Показанный текст:
———

В школе меньше всего училось немцев — осанистый граф Гольцендорф, лысый отставной «оберст» <полковник>, престарелая высокородная дама и еще несколько (почти все титулованные). У Ашбе была слабость к титулам, и все время в школе слышалось его «Herr Graf», «Herr Baron», даже «Durchlaucht»; меня же, проведав, что я окончил университет, он всегда называл Herr Doktor. Большинство учеников были иностранцы, между ними венка «Мета», полудурочка, над которой вся школа глупо потешалась; бородатый чех Куба[i], впоследствии знаменитый у себя на родине; красивая черненькая румынка Соня, как все ее звали, хромоножка, которая была горда, а за нее и вся школа тем, что ее портрет написал «сам» Ленбах[ii]; грек Сильва с наружностью «настоящего» художника: с длинными волосами и бородкой а ла Ван Дейк — я с ним часто беседовал, так как он говорил по-французски. Были и двое французов, державшихся особняком (их свежая живопись очень выделялась среди школьных работ и мне нравилась). Я с любопытством присматривался, что делал Садковский, поляк, с которым вскоре я познакомился, а потом и подружился и оценил его тонкий вкус и культурность. Этот маленький блондин, с золотой бородкой, худой и болезненный, был настоящий «прекубист», рисовавший одними прямыми линиями и тоже державшийся изолированно.

———

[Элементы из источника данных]
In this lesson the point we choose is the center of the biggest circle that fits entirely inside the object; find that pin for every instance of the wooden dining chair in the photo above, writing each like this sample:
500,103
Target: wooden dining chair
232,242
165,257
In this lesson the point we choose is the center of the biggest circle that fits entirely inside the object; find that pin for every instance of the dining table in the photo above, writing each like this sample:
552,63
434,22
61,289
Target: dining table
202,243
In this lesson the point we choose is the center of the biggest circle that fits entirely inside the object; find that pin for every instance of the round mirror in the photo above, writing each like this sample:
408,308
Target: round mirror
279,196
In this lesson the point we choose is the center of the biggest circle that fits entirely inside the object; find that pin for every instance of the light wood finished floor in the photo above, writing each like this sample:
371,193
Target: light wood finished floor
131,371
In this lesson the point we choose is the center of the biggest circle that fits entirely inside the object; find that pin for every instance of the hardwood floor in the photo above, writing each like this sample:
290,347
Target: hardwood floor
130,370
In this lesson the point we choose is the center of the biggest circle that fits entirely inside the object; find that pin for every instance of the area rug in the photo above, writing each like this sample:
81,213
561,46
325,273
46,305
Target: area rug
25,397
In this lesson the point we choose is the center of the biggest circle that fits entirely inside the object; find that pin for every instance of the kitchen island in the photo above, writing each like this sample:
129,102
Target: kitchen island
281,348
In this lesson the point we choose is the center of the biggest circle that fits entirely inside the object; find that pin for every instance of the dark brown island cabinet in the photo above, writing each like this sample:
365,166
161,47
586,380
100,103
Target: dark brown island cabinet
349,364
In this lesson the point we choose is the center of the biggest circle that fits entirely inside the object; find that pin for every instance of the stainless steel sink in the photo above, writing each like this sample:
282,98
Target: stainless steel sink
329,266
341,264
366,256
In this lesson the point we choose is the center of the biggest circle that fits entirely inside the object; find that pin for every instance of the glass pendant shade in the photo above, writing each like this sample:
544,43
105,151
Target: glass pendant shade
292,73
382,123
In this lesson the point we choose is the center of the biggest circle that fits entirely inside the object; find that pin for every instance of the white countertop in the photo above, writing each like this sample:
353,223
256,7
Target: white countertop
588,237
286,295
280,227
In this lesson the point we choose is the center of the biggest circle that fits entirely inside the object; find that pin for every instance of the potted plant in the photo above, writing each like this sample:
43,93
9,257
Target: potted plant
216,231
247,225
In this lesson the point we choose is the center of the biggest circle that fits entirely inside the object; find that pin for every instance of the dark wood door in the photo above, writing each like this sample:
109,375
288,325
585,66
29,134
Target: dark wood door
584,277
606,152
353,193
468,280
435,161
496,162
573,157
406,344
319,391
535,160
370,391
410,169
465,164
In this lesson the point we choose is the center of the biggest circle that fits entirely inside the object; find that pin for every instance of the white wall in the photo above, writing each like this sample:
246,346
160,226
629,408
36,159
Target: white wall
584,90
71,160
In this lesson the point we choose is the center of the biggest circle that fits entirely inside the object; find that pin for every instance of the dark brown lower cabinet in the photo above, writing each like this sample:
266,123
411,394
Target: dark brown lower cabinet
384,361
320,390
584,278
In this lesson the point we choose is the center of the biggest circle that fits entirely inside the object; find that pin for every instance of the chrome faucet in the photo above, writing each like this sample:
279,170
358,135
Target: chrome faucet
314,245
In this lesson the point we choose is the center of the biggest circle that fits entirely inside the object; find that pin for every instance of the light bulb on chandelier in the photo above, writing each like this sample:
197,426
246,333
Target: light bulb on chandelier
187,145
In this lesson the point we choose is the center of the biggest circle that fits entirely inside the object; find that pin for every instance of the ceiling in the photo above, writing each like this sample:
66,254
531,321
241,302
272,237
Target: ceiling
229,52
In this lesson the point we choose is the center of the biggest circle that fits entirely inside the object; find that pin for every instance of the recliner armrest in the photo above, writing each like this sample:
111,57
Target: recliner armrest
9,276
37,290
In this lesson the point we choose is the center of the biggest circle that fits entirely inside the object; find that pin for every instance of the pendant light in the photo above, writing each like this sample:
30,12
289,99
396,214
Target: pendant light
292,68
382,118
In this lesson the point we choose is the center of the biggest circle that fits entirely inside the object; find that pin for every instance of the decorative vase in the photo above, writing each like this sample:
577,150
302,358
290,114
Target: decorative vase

———

Список заданий:
a – Объясните по тексту о школе Ашбе, почему рассказчик часто беседовал с греком Сильвой.
b – Кто, согласно тексту о школе Ашбе, написал портрет румынки Сони?
c – Напишите продолжение текста о школе Ашбе, начав сразу после его последнего предложения.

Ответы к заданиям:
a – Рассказчик часто беседовал с Сильвой, потому что тот говорил по-французски.

b – Портрет Сони написал Ленбах.

c –
В школе учились также двое мексиканцев — один маленький с усиками, другой мрачный, большой, бородатый, которые жили тут же в нашей школьной «избе», на антресолях, и которые однажды при всех столь свирепо повздорили, что даже вытащили ножи, — их еле разняли.
Из русских я уже упомянул о Фильковиче, который был ветераном школы. Трудоспособности он был самой упорной (и никчемушной). Каждого вновь поступающего он поражал цифрами — количеством черепов, которые он нарисовал для изучения строения костей человеческой головы. Вначале это импонировало новичкам, но вскоре его «раскусывали» и от него отпадали, так было и со мной, и бедный Филькович стушевывался и, продолжая свои черепа, скромно поглядывал со стороны и покусывал ус.
До моего приезда у Ашбе занимались, как я уже говорил, Грабарь, Веревкина, Явленский, Кардовский и кн. Щербатов[iii]. Некоторые из них пробыли в школе два‑три года и больше, при мне их уже не было, но почти все еще продолжали жить в Мюнхене. Одновременно же со мной работали петербуржцы Локкенберг[iv], Клокачева[v], Клементьев, киевлянин Мурашко[vi] и много других, приехавших из России, фамилии которых до сих пор помню.
[i] Куба Людвик (1863 – 1956) — чешский живописец, этнограф, музыковед. Учился у Ашбе (1896 – 1904). Его творчество посвящено народной жизни и основано на принципах импрессионизма. Составил 15‑томную антологию «Славянство в своих песнях».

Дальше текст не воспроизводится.